WHAT TO PRODUCE:
Whatever appears in the listing, return all of it exactly.
*** Block opens ***
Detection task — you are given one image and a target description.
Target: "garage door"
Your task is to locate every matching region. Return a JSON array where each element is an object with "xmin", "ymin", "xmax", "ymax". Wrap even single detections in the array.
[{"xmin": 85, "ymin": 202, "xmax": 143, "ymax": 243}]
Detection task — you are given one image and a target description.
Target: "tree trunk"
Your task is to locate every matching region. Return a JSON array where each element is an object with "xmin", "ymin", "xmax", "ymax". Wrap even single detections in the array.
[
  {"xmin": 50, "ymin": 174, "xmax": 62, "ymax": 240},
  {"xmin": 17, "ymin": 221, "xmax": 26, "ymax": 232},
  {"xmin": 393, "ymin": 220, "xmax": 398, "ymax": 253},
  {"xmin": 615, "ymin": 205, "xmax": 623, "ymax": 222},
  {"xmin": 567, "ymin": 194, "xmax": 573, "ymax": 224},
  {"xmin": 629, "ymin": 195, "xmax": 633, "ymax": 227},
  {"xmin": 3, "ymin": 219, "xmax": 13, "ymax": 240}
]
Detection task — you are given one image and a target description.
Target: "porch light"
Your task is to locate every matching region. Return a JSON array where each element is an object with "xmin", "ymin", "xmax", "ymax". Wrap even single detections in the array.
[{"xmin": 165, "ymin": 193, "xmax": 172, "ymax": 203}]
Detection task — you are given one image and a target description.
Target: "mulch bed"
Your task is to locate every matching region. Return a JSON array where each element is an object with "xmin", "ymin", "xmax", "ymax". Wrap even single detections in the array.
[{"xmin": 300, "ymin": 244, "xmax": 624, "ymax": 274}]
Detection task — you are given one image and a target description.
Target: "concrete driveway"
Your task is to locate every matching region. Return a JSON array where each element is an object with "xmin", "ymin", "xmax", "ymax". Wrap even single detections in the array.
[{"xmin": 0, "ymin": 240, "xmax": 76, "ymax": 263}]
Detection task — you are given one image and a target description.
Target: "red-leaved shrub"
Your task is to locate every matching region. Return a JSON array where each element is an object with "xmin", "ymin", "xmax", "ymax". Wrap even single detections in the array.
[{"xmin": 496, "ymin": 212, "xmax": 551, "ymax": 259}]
*** Block closes ***
RESPONSE:
Detection task — you are given one image and a target description.
Target: "garage door"
Your task is to locate every matching region. Return a JSON array where each element is an object with "xmin", "ymin", "xmax", "ymax". Wrap even single detections in the array.
[{"xmin": 85, "ymin": 202, "xmax": 143, "ymax": 243}]
Detection task — you are given one image and a target description.
Target: "tree trunk"
Your task is to locate every matching region. Return a JSON array where each element is an object with "xmin", "ymin", "xmax", "ymax". Wrap even single detections in the array.
[
  {"xmin": 50, "ymin": 174, "xmax": 62, "ymax": 240},
  {"xmin": 17, "ymin": 221, "xmax": 26, "ymax": 232},
  {"xmin": 393, "ymin": 220, "xmax": 398, "ymax": 253},
  {"xmin": 615, "ymin": 205, "xmax": 623, "ymax": 222},
  {"xmin": 567, "ymin": 194, "xmax": 573, "ymax": 224},
  {"xmin": 629, "ymin": 195, "xmax": 633, "ymax": 227},
  {"xmin": 3, "ymin": 219, "xmax": 13, "ymax": 240}
]
Detection task — you are given one image and a target description.
Target: "porch light"
Your task is to locate every matching region. Return a JSON array where each element is an object with "xmin", "ymin", "xmax", "ymax". Wrap even single detections in the array.
[{"xmin": 165, "ymin": 193, "xmax": 172, "ymax": 203}]
Detection task — you are given one image and a target description.
Target: "mulch bed"
Your task is to locate every matching region. Return a JSON array where each element is an object with "xmin", "ymin", "xmax", "ymax". Wrap even single detections in the array.
[{"xmin": 300, "ymin": 244, "xmax": 624, "ymax": 274}]
Detection task — you are given one image and a target description.
Target: "concrete driveway"
Your task is to locate every matching region. Return a JSON array where each element is an object with "xmin", "ymin", "xmax", "ymax". Wrap even single detections in the array.
[{"xmin": 0, "ymin": 240, "xmax": 76, "ymax": 263}]
Detection task — you are given one image and a target description.
Target: "red-leaved shrub"
Your task is to locate every matching region. Return a JSON array where each element is an object with "xmin", "ymin", "xmax", "ymax". Wrap even single detections in the array.
[{"xmin": 496, "ymin": 212, "xmax": 551, "ymax": 259}]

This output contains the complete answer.